**What you will do**
Look below for the line containing "Where can you spot the man in dark blue"; write out that line and each one after it to the end, exactly, and nothing else.

--------------------------------------------------

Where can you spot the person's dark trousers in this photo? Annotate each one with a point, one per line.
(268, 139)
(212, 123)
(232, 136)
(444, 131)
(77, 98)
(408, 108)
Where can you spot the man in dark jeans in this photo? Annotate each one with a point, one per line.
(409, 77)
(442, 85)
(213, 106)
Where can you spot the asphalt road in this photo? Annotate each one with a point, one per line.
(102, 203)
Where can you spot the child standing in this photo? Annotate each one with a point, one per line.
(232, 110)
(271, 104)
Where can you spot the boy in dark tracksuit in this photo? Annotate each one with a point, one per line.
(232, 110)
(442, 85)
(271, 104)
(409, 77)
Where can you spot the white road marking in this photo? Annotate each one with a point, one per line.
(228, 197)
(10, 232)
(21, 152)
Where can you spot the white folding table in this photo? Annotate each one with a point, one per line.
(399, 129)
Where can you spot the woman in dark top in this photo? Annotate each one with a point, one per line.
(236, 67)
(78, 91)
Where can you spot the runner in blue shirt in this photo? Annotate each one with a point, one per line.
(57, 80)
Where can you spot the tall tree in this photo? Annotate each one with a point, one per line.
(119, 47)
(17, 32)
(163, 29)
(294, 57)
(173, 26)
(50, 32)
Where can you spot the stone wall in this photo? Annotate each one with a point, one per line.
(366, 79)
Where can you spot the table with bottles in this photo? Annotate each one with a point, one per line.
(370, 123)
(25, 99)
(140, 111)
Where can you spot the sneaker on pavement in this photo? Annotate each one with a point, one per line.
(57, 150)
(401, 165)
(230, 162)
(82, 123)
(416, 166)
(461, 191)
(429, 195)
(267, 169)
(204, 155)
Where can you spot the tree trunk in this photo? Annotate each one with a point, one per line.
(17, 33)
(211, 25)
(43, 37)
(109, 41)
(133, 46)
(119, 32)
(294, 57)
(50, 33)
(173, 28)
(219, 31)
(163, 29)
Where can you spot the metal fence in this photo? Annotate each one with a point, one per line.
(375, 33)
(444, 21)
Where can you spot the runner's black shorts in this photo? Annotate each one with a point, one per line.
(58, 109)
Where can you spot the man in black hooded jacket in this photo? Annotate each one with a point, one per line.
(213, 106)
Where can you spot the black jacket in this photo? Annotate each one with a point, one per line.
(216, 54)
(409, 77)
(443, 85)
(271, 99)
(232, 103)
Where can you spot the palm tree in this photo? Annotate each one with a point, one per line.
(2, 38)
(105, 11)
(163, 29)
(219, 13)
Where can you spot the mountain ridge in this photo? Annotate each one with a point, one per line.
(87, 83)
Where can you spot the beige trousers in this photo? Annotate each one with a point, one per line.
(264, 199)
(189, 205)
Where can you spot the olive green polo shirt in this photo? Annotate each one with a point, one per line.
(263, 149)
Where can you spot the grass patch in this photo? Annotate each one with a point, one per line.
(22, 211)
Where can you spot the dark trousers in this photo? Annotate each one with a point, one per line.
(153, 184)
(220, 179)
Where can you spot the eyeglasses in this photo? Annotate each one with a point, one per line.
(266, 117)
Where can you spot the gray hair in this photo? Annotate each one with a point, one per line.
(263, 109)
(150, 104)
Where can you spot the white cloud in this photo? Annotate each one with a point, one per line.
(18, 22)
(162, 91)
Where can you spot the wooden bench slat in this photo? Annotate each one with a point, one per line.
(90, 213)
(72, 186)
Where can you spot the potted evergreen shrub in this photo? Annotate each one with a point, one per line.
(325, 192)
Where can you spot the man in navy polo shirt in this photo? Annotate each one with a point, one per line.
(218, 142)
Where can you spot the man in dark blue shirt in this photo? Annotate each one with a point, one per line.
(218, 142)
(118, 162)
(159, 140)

--------------------------------------------------

**Solution to this problem**
Where can you spot the man in dark blue shirt in this photo? Annotate each one with a point, one per line.
(218, 142)
(118, 162)
(159, 140)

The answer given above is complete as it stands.